[Data extracted from a collection]

----------------

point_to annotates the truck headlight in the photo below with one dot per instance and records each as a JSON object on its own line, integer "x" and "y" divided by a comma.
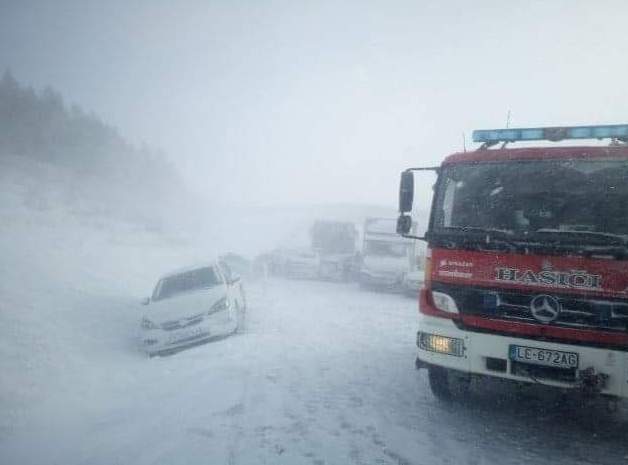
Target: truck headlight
{"x": 147, "y": 324}
{"x": 440, "y": 344}
{"x": 444, "y": 302}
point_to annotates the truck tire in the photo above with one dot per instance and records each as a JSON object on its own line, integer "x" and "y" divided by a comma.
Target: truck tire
{"x": 447, "y": 384}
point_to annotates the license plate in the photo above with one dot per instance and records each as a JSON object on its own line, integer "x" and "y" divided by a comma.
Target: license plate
{"x": 183, "y": 335}
{"x": 546, "y": 357}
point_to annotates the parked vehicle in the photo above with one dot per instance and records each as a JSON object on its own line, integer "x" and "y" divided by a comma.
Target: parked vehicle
{"x": 301, "y": 264}
{"x": 526, "y": 275}
{"x": 335, "y": 244}
{"x": 386, "y": 257}
{"x": 191, "y": 306}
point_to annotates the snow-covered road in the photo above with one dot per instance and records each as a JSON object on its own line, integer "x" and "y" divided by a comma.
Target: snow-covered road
{"x": 323, "y": 373}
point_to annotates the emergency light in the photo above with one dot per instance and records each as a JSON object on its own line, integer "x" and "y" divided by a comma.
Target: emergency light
{"x": 494, "y": 136}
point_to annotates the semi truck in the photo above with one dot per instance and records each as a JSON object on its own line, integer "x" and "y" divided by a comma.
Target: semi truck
{"x": 386, "y": 257}
{"x": 526, "y": 271}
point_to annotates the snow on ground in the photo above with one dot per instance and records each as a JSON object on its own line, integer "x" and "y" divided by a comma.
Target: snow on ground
{"x": 322, "y": 373}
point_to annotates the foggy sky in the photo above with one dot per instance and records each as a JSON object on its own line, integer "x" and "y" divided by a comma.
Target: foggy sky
{"x": 290, "y": 102}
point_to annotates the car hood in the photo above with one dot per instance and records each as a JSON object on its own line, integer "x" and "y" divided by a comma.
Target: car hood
{"x": 184, "y": 305}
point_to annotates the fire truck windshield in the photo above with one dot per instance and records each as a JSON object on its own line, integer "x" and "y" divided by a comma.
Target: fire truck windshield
{"x": 583, "y": 201}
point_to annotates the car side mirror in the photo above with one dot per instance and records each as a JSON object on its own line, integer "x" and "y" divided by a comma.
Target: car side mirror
{"x": 406, "y": 192}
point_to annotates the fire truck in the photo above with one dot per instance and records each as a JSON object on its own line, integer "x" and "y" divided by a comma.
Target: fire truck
{"x": 527, "y": 261}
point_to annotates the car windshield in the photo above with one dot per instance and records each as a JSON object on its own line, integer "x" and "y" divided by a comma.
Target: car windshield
{"x": 528, "y": 197}
{"x": 201, "y": 278}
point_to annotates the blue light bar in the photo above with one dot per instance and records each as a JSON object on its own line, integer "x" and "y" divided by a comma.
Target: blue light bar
{"x": 493, "y": 136}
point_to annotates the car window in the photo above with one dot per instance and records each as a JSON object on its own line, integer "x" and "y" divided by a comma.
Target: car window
{"x": 201, "y": 278}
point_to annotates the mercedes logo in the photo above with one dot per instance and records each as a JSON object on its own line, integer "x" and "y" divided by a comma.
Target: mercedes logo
{"x": 545, "y": 308}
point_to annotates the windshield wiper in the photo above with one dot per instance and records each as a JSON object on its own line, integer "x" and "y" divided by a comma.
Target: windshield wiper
{"x": 619, "y": 239}
{"x": 487, "y": 238}
{"x": 613, "y": 244}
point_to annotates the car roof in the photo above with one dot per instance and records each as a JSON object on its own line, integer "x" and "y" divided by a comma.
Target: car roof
{"x": 539, "y": 153}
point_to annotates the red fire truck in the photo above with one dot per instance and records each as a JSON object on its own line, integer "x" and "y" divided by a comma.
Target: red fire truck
{"x": 527, "y": 266}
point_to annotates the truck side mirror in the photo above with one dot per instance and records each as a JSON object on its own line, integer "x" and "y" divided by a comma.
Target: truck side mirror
{"x": 406, "y": 192}
{"x": 404, "y": 224}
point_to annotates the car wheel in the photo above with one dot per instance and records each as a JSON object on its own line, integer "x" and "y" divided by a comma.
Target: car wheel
{"x": 447, "y": 384}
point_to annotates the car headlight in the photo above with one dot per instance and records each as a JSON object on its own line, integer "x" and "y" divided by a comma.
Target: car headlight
{"x": 222, "y": 304}
{"x": 444, "y": 302}
{"x": 147, "y": 324}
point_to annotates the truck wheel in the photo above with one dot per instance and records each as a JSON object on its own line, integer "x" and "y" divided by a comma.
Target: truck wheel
{"x": 448, "y": 384}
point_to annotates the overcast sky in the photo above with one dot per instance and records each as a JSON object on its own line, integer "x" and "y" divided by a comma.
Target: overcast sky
{"x": 320, "y": 101}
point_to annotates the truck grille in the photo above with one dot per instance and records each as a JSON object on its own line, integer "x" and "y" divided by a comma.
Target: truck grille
{"x": 577, "y": 312}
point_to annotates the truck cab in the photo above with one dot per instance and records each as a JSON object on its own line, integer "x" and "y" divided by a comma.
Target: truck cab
{"x": 527, "y": 262}
{"x": 386, "y": 257}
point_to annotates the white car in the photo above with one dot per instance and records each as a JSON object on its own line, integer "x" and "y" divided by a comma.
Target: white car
{"x": 191, "y": 306}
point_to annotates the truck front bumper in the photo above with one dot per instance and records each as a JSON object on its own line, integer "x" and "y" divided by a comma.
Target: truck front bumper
{"x": 441, "y": 343}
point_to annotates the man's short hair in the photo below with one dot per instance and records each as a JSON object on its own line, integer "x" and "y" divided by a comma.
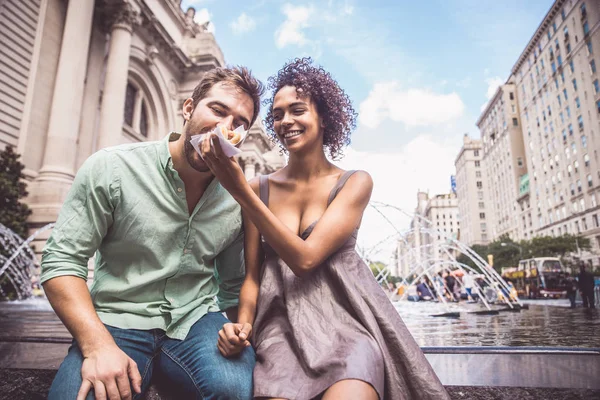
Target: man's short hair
{"x": 240, "y": 77}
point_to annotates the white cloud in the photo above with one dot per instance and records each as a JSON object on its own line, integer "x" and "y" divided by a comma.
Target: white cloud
{"x": 291, "y": 30}
{"x": 493, "y": 85}
{"x": 204, "y": 16}
{"x": 242, "y": 24}
{"x": 413, "y": 107}
{"x": 464, "y": 83}
{"x": 425, "y": 163}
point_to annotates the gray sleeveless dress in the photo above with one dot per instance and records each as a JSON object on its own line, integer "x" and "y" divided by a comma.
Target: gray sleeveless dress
{"x": 335, "y": 324}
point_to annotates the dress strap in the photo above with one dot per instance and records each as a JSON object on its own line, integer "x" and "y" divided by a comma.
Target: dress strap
{"x": 263, "y": 185}
{"x": 339, "y": 185}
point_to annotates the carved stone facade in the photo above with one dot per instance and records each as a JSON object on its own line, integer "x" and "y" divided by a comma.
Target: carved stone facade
{"x": 97, "y": 73}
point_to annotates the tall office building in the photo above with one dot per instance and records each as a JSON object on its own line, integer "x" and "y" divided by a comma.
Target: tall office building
{"x": 559, "y": 96}
{"x": 503, "y": 160}
{"x": 471, "y": 185}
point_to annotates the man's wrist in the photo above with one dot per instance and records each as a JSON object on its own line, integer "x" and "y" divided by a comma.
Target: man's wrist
{"x": 96, "y": 345}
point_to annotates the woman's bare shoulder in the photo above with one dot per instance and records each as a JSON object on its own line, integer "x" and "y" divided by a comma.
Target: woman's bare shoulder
{"x": 360, "y": 182}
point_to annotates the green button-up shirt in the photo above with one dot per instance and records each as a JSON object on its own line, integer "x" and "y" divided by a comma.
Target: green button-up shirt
{"x": 157, "y": 266}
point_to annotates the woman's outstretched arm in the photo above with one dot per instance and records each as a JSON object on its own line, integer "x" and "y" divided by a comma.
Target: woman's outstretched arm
{"x": 334, "y": 228}
{"x": 254, "y": 257}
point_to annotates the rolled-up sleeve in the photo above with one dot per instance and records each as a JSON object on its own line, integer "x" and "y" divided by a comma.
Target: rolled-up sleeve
{"x": 230, "y": 271}
{"x": 83, "y": 221}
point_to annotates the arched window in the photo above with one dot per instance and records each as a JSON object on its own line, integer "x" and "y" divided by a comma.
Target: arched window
{"x": 135, "y": 114}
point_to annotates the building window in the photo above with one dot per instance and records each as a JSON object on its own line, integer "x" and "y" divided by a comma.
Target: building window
{"x": 130, "y": 96}
{"x": 135, "y": 112}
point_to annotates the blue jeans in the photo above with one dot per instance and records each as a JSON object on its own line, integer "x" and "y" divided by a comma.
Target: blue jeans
{"x": 193, "y": 366}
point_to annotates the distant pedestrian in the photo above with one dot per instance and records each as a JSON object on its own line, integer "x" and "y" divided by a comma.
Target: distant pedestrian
{"x": 469, "y": 282}
{"x": 571, "y": 285}
{"x": 586, "y": 286}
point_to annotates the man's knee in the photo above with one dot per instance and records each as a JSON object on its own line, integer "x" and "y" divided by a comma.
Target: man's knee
{"x": 239, "y": 388}
{"x": 67, "y": 381}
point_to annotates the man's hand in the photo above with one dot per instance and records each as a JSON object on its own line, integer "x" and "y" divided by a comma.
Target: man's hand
{"x": 233, "y": 338}
{"x": 109, "y": 371}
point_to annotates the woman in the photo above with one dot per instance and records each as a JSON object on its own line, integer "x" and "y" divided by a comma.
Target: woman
{"x": 322, "y": 324}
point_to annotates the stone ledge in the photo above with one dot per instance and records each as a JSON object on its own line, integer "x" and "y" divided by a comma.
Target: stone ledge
{"x": 33, "y": 384}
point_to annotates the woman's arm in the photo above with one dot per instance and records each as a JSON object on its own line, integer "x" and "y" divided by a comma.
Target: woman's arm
{"x": 254, "y": 257}
{"x": 341, "y": 218}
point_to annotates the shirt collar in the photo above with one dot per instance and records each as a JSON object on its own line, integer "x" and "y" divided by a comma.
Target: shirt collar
{"x": 165, "y": 154}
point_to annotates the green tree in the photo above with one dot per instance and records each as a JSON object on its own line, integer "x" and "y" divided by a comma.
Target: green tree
{"x": 376, "y": 267}
{"x": 549, "y": 246}
{"x": 13, "y": 213}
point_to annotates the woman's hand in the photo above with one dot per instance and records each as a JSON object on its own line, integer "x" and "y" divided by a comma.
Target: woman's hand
{"x": 233, "y": 338}
{"x": 224, "y": 168}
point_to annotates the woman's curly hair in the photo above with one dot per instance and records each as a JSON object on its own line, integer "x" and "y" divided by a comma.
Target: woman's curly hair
{"x": 333, "y": 104}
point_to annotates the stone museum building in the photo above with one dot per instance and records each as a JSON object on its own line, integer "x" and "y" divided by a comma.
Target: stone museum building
{"x": 78, "y": 76}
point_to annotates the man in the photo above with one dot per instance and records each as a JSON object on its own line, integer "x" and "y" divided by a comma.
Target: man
{"x": 424, "y": 292}
{"x": 168, "y": 240}
{"x": 586, "y": 286}
{"x": 469, "y": 283}
{"x": 571, "y": 285}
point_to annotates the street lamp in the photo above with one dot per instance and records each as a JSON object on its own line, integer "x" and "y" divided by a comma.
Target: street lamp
{"x": 503, "y": 244}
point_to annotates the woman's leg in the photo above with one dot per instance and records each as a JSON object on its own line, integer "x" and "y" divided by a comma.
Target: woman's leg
{"x": 350, "y": 389}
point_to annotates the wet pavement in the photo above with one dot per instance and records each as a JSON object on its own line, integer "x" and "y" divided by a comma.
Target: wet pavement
{"x": 546, "y": 323}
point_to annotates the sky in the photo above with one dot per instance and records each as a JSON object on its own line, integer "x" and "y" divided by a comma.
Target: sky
{"x": 419, "y": 74}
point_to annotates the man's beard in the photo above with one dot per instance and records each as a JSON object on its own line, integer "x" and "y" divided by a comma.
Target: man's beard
{"x": 191, "y": 155}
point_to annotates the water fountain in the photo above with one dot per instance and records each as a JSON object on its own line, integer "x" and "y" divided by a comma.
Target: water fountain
{"x": 439, "y": 252}
{"x": 18, "y": 263}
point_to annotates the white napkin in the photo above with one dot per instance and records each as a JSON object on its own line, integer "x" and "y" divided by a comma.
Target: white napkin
{"x": 228, "y": 149}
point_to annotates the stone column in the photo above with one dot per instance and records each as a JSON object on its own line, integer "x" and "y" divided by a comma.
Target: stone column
{"x": 115, "y": 82}
{"x": 49, "y": 189}
{"x": 249, "y": 167}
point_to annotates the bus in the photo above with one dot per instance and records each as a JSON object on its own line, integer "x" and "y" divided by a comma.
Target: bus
{"x": 541, "y": 277}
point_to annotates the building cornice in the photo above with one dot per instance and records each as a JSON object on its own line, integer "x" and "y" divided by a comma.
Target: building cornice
{"x": 546, "y": 22}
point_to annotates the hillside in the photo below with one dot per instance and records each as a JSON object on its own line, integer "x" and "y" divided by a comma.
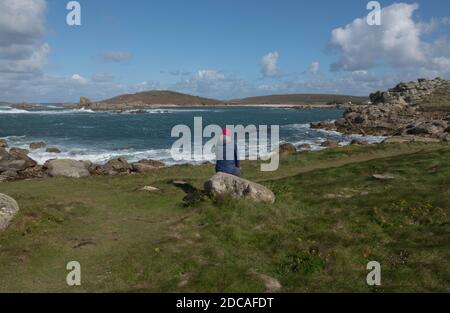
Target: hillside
{"x": 300, "y": 99}
{"x": 147, "y": 99}
{"x": 438, "y": 100}
{"x": 330, "y": 219}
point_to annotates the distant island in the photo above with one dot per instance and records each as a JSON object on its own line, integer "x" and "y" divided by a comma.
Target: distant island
{"x": 165, "y": 98}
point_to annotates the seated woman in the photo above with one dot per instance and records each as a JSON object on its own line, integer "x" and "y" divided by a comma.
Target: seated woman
{"x": 227, "y": 158}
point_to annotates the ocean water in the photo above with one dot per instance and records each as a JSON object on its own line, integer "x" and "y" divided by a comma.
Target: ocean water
{"x": 100, "y": 136}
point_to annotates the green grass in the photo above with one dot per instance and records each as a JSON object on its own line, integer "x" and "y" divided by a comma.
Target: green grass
{"x": 330, "y": 219}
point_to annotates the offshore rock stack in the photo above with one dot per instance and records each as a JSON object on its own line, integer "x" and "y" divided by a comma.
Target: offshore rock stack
{"x": 400, "y": 111}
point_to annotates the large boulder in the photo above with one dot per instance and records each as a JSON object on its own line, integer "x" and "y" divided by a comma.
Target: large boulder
{"x": 115, "y": 167}
{"x": 67, "y": 168}
{"x": 8, "y": 209}
{"x": 37, "y": 145}
{"x": 330, "y": 144}
{"x": 224, "y": 184}
{"x": 15, "y": 160}
{"x": 145, "y": 166}
{"x": 3, "y": 143}
{"x": 287, "y": 149}
{"x": 53, "y": 150}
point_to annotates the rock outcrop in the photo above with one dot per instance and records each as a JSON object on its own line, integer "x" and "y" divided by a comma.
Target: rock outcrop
{"x": 16, "y": 160}
{"x": 8, "y": 209}
{"x": 37, "y": 145}
{"x": 223, "y": 184}
{"x": 145, "y": 166}
{"x": 67, "y": 168}
{"x": 402, "y": 110}
{"x": 53, "y": 150}
{"x": 287, "y": 149}
{"x": 113, "y": 167}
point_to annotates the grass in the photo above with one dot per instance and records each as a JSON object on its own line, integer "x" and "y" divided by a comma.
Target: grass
{"x": 330, "y": 219}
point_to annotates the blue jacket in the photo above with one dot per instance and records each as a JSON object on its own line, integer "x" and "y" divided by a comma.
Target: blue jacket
{"x": 227, "y": 166}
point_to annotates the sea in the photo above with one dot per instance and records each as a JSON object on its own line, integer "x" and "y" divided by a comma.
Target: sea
{"x": 100, "y": 136}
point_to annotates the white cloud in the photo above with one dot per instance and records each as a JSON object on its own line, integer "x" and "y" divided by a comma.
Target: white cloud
{"x": 210, "y": 75}
{"x": 397, "y": 43}
{"x": 102, "y": 78}
{"x": 22, "y": 26}
{"x": 269, "y": 64}
{"x": 314, "y": 68}
{"x": 115, "y": 56}
{"x": 79, "y": 79}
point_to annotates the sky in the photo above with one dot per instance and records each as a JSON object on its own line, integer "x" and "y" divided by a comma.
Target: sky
{"x": 219, "y": 49}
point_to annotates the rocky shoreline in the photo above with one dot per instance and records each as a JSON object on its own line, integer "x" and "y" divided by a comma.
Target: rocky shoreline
{"x": 15, "y": 164}
{"x": 408, "y": 110}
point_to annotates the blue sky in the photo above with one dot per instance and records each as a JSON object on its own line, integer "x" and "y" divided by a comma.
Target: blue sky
{"x": 223, "y": 49}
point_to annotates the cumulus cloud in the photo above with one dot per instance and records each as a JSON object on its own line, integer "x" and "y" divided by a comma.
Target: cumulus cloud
{"x": 102, "y": 78}
{"x": 210, "y": 75}
{"x": 314, "y": 68}
{"x": 79, "y": 79}
{"x": 269, "y": 64}
{"x": 22, "y": 26}
{"x": 115, "y": 56}
{"x": 397, "y": 43}
{"x": 213, "y": 83}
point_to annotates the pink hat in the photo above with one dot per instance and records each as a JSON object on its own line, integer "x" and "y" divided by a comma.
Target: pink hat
{"x": 227, "y": 132}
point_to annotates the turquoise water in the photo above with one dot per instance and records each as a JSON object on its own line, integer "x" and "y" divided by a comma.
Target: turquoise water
{"x": 100, "y": 136}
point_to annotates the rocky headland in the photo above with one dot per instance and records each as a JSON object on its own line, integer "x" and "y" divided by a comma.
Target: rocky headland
{"x": 15, "y": 164}
{"x": 409, "y": 110}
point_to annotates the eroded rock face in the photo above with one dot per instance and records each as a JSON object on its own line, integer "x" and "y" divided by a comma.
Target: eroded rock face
{"x": 330, "y": 144}
{"x": 287, "y": 149}
{"x": 8, "y": 209}
{"x": 53, "y": 150}
{"x": 223, "y": 184}
{"x": 114, "y": 167}
{"x": 15, "y": 160}
{"x": 67, "y": 168}
{"x": 399, "y": 111}
{"x": 145, "y": 166}
{"x": 37, "y": 145}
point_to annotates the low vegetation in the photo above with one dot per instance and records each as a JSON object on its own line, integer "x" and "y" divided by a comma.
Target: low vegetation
{"x": 330, "y": 219}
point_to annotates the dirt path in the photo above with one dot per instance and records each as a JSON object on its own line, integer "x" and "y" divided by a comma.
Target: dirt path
{"x": 324, "y": 164}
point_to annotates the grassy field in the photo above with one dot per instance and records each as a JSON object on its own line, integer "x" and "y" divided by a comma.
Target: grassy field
{"x": 330, "y": 219}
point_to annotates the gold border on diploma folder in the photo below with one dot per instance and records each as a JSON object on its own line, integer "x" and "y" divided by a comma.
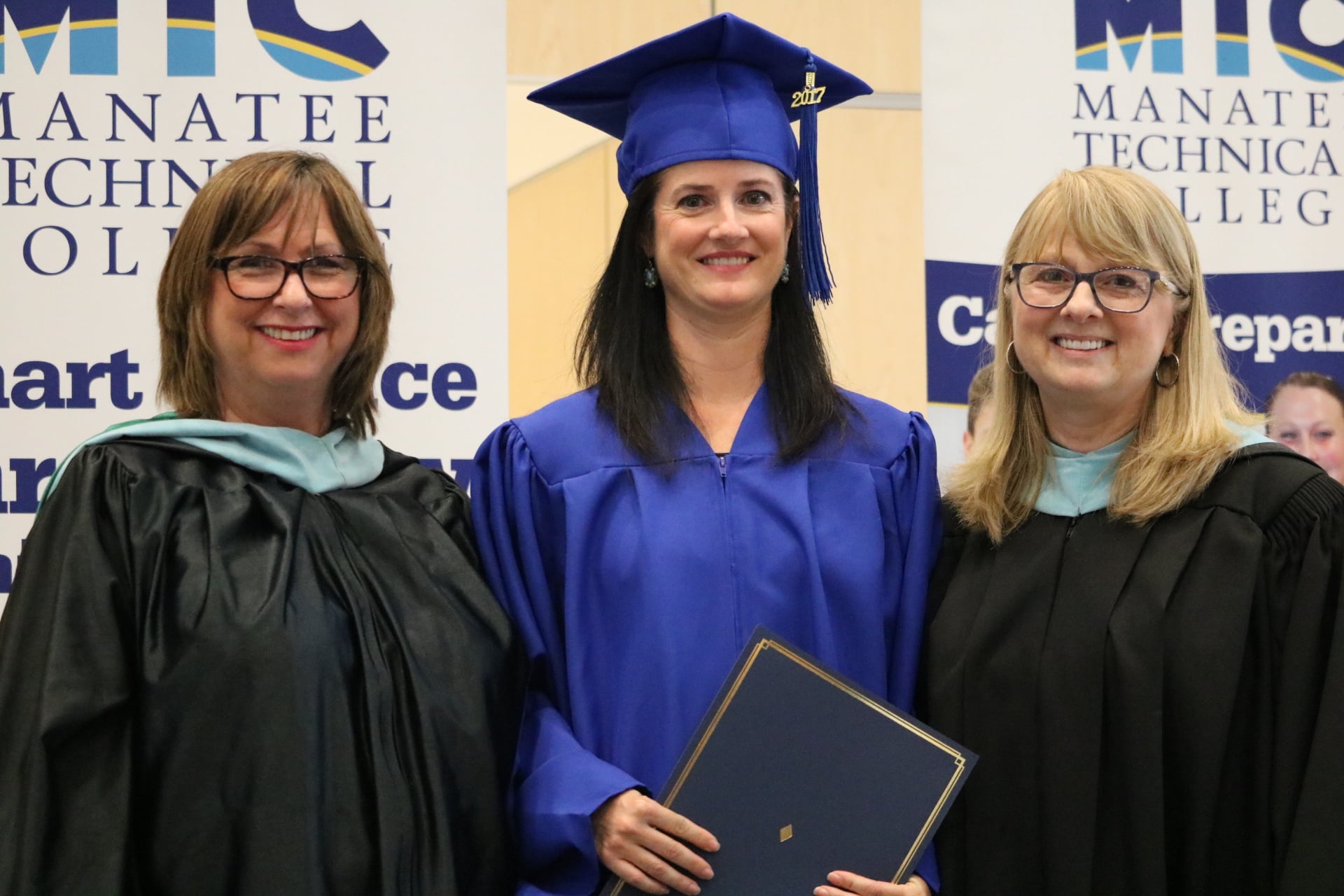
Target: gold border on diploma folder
{"x": 818, "y": 671}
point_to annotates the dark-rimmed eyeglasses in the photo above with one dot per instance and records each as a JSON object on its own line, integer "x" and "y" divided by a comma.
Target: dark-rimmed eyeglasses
{"x": 260, "y": 277}
{"x": 1124, "y": 290}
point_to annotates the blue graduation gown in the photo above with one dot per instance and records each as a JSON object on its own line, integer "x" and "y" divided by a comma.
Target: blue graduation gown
{"x": 635, "y": 587}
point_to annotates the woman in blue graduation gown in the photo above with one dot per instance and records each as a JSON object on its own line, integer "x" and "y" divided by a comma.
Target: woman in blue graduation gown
{"x": 711, "y": 477}
{"x": 249, "y": 650}
{"x": 1139, "y": 621}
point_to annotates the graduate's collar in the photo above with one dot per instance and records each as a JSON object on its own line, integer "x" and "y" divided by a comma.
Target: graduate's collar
{"x": 755, "y": 435}
{"x": 316, "y": 464}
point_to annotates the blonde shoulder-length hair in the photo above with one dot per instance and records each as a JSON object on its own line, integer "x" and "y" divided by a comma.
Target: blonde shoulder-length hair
{"x": 233, "y": 206}
{"x": 1184, "y": 433}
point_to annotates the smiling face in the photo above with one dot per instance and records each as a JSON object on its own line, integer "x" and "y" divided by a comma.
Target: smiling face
{"x": 721, "y": 235}
{"x": 1310, "y": 422}
{"x": 274, "y": 359}
{"x": 1085, "y": 358}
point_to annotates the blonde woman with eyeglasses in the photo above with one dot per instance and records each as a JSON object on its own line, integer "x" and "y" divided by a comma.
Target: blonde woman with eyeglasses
{"x": 1138, "y": 618}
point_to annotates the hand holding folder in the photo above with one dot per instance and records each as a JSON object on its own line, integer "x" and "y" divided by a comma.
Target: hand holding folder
{"x": 799, "y": 773}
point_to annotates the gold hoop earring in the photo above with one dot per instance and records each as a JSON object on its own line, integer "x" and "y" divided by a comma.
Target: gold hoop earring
{"x": 1175, "y": 367}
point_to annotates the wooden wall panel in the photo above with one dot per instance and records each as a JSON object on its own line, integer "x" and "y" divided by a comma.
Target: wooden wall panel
{"x": 873, "y": 210}
{"x": 552, "y": 38}
{"x": 876, "y": 39}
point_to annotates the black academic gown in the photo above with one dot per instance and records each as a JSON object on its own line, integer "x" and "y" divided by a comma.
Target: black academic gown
{"x": 1158, "y": 710}
{"x": 214, "y": 682}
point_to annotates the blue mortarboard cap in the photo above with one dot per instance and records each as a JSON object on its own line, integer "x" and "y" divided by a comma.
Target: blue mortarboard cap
{"x": 721, "y": 89}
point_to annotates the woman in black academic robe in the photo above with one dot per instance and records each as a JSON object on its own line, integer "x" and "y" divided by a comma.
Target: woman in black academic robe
{"x": 1136, "y": 618}
{"x": 249, "y": 649}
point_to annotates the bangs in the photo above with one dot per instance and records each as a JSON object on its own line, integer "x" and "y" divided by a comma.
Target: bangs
{"x": 251, "y": 209}
{"x": 1110, "y": 220}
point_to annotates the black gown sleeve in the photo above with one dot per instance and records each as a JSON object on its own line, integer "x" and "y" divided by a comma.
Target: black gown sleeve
{"x": 66, "y": 710}
{"x": 1306, "y": 580}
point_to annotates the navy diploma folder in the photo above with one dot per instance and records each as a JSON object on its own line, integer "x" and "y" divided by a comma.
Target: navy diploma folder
{"x": 799, "y": 773}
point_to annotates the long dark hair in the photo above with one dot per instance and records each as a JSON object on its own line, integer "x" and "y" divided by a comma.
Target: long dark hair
{"x": 624, "y": 348}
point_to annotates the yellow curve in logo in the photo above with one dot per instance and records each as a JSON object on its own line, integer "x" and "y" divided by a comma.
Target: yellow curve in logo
{"x": 314, "y": 50}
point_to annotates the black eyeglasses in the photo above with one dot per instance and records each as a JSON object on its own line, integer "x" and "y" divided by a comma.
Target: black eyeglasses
{"x": 1124, "y": 290}
{"x": 258, "y": 277}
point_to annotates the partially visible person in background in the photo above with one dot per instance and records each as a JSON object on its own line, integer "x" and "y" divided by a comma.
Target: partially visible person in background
{"x": 980, "y": 406}
{"x": 1307, "y": 414}
{"x": 249, "y": 649}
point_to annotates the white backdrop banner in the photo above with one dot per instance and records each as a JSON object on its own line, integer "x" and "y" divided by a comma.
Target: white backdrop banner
{"x": 113, "y": 115}
{"x": 1236, "y": 108}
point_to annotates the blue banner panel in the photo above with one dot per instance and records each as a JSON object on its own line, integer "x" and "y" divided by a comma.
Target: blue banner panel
{"x": 1276, "y": 324}
{"x": 958, "y": 321}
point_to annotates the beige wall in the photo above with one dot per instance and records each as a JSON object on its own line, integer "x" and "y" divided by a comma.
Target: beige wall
{"x": 565, "y": 204}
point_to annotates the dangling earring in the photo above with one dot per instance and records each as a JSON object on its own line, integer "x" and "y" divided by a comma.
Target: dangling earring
{"x": 1175, "y": 377}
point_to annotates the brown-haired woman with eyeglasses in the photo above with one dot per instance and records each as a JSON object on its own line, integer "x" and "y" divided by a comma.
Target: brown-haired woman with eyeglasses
{"x": 249, "y": 649}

----------------

◆ Your assignment
Both the first line of the records above and the line containing "point_to annotates the semi" belong in the copy; please return them and every line between, exactly, minus the pictures.

◆ Result below
point_to annotates the truck headlight in the photo below with one dot per instance and records each as a JSON object on its own line, integer "x" and "y" divided by a comma.
Target: truck headlight
{"x": 147, "y": 324}
{"x": 440, "y": 344}
{"x": 444, "y": 302}
point_to annotates the truck tire in the photo above with one dot per instance and records each as a JSON object on its own line, integer "x" and "y" divided by a comma.
Target: truck tire
{"x": 447, "y": 384}
point_to annotates the license plate in the photo above with one dot per instance and records each as a JSON object on its own line, integer "x" and "y" divided by a comma.
Target: license plate
{"x": 183, "y": 335}
{"x": 546, "y": 357}
point_to annotates the parked vehicle in the photo above with one dot per instance and records each as a JSON object on its own line, integer "x" and "y" divided by a comma.
Target: parked vehicle
{"x": 301, "y": 264}
{"x": 526, "y": 275}
{"x": 335, "y": 244}
{"x": 386, "y": 257}
{"x": 191, "y": 306}
point_to annotates the snow-covered road in the photo above with one dot per instance and records each as a JSON object on its own line, integer "x" and "y" divided by a comma.
Target: snow-covered road
{"x": 323, "y": 373}
point_to annotates the emergency light in the photo above with one dot per instance and records each as a JSON object on its own line, integer "x" and "y" divided by a comma.
Target: emergency light
{"x": 494, "y": 136}
point_to annotates the semi truck in the photo above with one dot per instance and records each as a JSON object on its own line, integer "x" and "y" divided by a comma.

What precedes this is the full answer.